Entries drawn from a collection

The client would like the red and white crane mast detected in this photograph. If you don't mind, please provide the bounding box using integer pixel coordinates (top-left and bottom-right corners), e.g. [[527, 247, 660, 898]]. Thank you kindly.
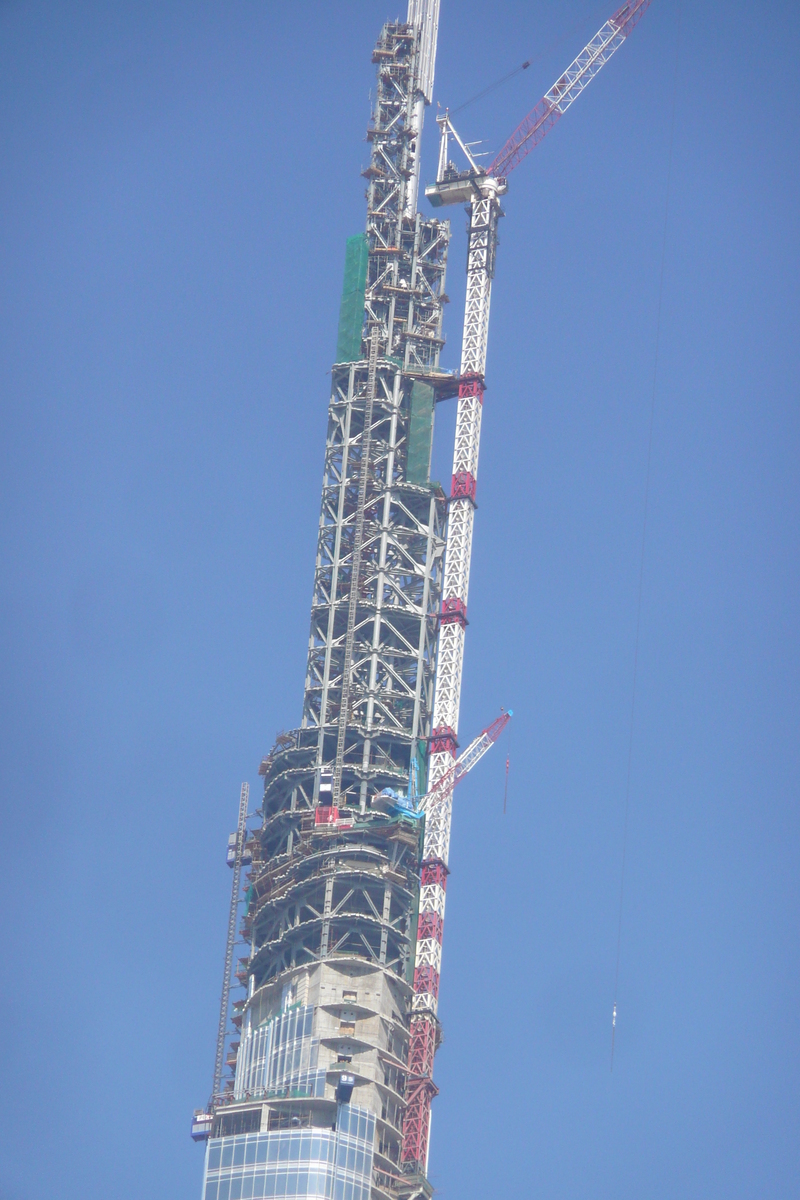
[[403, 0, 650, 1174]]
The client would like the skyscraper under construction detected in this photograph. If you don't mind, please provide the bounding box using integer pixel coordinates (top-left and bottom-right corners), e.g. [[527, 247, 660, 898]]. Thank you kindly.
[[194, 0, 457, 1200], [193, 0, 650, 1200]]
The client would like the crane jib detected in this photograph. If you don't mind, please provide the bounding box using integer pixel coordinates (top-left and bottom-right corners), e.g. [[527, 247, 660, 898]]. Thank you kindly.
[[488, 0, 651, 179]]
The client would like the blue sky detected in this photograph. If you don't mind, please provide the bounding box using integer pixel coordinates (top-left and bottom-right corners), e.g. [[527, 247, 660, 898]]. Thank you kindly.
[[0, 0, 800, 1200]]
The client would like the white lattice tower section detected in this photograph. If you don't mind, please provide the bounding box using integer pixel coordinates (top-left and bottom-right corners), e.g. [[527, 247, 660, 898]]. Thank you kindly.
[[403, 178, 505, 1174]]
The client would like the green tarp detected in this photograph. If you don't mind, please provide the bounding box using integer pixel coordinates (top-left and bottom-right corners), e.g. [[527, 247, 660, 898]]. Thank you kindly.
[[405, 383, 433, 486], [336, 233, 369, 362], [411, 738, 428, 796]]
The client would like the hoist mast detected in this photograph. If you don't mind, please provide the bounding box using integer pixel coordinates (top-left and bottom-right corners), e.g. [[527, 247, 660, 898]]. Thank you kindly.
[[402, 0, 650, 1174]]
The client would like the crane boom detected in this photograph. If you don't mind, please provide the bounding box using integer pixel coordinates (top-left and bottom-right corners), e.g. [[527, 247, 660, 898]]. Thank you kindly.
[[488, 0, 650, 179], [417, 709, 513, 820], [401, 0, 650, 1175]]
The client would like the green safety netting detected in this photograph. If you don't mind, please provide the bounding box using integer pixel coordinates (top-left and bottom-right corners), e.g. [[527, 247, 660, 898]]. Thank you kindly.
[[336, 233, 369, 362], [405, 383, 433, 486]]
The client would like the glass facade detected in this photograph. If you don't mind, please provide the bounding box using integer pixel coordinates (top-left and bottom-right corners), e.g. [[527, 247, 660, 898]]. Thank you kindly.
[[234, 1004, 325, 1098], [203, 1104, 375, 1200]]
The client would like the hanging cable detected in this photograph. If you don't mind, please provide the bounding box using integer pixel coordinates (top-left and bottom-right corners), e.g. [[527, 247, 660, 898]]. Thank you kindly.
[[450, 8, 593, 116], [610, 0, 682, 1070]]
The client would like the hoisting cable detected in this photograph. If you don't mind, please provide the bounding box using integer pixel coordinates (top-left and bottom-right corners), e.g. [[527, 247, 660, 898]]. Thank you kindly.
[[450, 8, 593, 116], [610, 0, 682, 1072]]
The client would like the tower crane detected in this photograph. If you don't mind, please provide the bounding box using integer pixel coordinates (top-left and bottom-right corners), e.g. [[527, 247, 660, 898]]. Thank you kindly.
[[402, 0, 650, 1175]]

= TASK INSTRUCTIONS =
Put the items above into a Markdown table with the columns "Row" and "Line", one line per row, skipping blank lines and leaving out the pictures.

= CORRECT RESULT =
| Row | Line |
|---|---|
| 1 | The client would like the red and white crane mast detected in this photograph. If you don't mind, please provide the bounding box using integer pixel coordinates (top-left and bottom-right corners), e.g. [[527, 247, 660, 898]]. Thank you kindly. |
| 2 | [[403, 0, 650, 1174]] |
| 3 | The client would like the skyscraper under construction detected in this photograph. If you don't mind, please provide the bounding box using integer pixel coordinates (top-left and bottom-right corners), e.g. [[527, 247, 660, 898]]. Thank you kindly. |
| 4 | [[194, 0, 457, 1200], [193, 0, 650, 1200]] |
| 5 | The client would like the crane jib detected in this photograph. If you don't mind, please provide the bounding box using integer pixel coordinates (top-left and bottom-right corners), e.g. [[527, 247, 660, 898]]. Thank you kindly. |
| 6 | [[488, 0, 651, 179]] |
| 7 | The client would like the blue sky detected in this photograph. If you don't mind, please provide the bounding box using integer pixel coordinates (top-left and bottom-right corners), e.g. [[527, 247, 660, 898]]. Thank you kindly. |
| 8 | [[0, 0, 800, 1200]] |
| 9 | The client would like the white lattice tower section detected in this photograph. If you don't mind, please provide the bounding box using integer pixel coordinates (top-left and bottom-right corners), e.g. [[527, 247, 660, 898]]. Thank you kindly. |
| 10 | [[403, 178, 505, 1174]] |
| 11 | The client would like the green tarp detected in this photograph. If you don't mind, please provide the bounding box using integer pixel coordinates (top-left and bottom-right corners), e.g. [[527, 247, 660, 898]]. Thank you kindly. |
| 12 | [[405, 383, 433, 486], [336, 233, 369, 362], [411, 738, 428, 796]] |
| 13 | The client would like the hoist mast detected in this photograph. If you don't mind, please provide the bounding box using integer pixel coordinates (top-left and bottom-right corners), e.g. [[527, 247, 660, 898]]. Thank you kindly. |
| 14 | [[402, 0, 650, 1174]] |
| 15 | The client would like the crane boom detected in this photograph. If you don't mind, please provide the bounding box using integer pixel coordinates (top-left and bottom-right corners), e.g. [[527, 247, 660, 898]]. Thank you kindly. |
| 16 | [[488, 0, 650, 179], [417, 709, 513, 820], [401, 0, 650, 1175]] |
| 17 | The client would like the green safety netting detected in this photograph. If you don't mind, please provide the bounding box using integer pixel coordinates (top-left and bottom-right corners), e.g. [[527, 247, 660, 898]]. Thank you kindly. |
| 18 | [[336, 233, 369, 362], [405, 383, 433, 486]] |
| 19 | The client would like the glass facade detected in this photograph. If you don't mind, please provide the bounding box using integer pixel coordinates (top-left and bottom-right corners), e.g. [[527, 247, 660, 898]]. Thank you kindly. |
| 20 | [[234, 1004, 325, 1098], [203, 1104, 375, 1200]] |
| 21 | The client would like the hanging cable detected in this photograph. If you don't mind, please provide the bounding box using integer pixel coordinates (top-left and bottom-right corners), e.g. [[527, 247, 660, 898]]. Thank you kindly. |
| 22 | [[450, 8, 593, 116], [610, 0, 682, 1070]] |
| 23 | The client would like the hoisting cable detected in this photograph. If you don't mind, please provide the bounding box using integer pixel coordinates (top-left and bottom-right corners), e.g. [[527, 247, 660, 898]]. Thank you kindly. |
| 24 | [[450, 8, 593, 116], [610, 0, 682, 1072]] |
| 25 | The client would like the tower crane detected in this photograph. If you don't mind, please provide the bounding box using integer pixel coordinates (top-left and bottom-right corners), e.g. [[527, 247, 660, 898]]. Thank you kindly. |
| 26 | [[402, 0, 650, 1175]] |